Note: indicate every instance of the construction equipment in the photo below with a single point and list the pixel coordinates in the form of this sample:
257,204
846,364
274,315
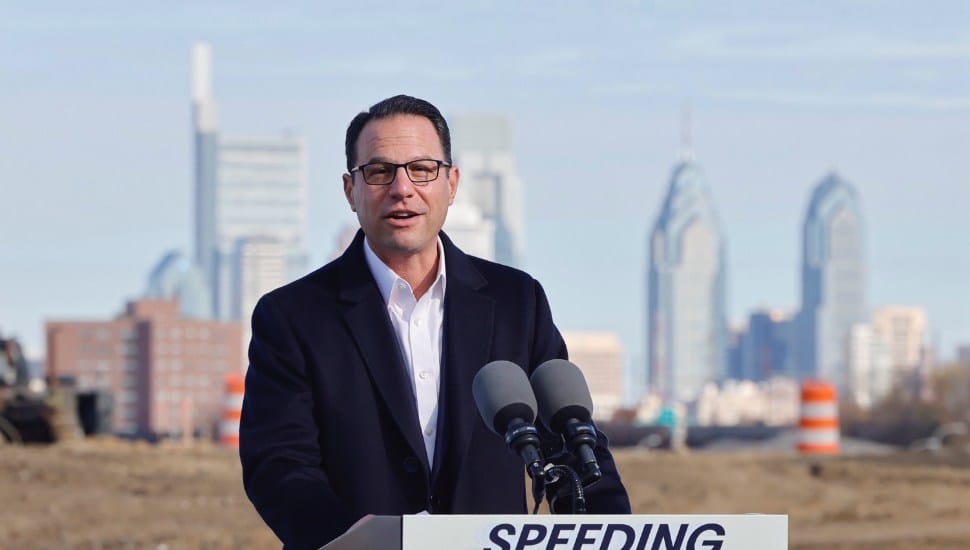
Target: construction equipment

◇ ◇ ◇

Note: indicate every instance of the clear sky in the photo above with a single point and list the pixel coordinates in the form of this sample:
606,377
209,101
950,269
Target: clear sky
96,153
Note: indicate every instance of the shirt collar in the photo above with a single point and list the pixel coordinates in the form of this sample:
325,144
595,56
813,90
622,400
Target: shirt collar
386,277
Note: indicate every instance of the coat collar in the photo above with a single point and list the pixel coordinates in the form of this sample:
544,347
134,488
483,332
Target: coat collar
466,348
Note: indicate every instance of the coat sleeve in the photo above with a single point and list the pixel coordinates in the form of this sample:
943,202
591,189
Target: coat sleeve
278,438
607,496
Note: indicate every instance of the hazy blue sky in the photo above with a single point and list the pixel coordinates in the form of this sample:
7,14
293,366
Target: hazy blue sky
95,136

◇ ◇ ◇

→ Work to be completed
Leave the pictures out, and transcribe exactly the lines above starting at the one that contains "Note: indicate every instance of the construction" and ending at the one that contains "Target: construction equipment".

→ Task result
Note: indicate every instance of the construction equipment in the photo below with a single point and list the pixel coordinates in the form of this sample:
257,204
846,364
274,315
Target: construction equipment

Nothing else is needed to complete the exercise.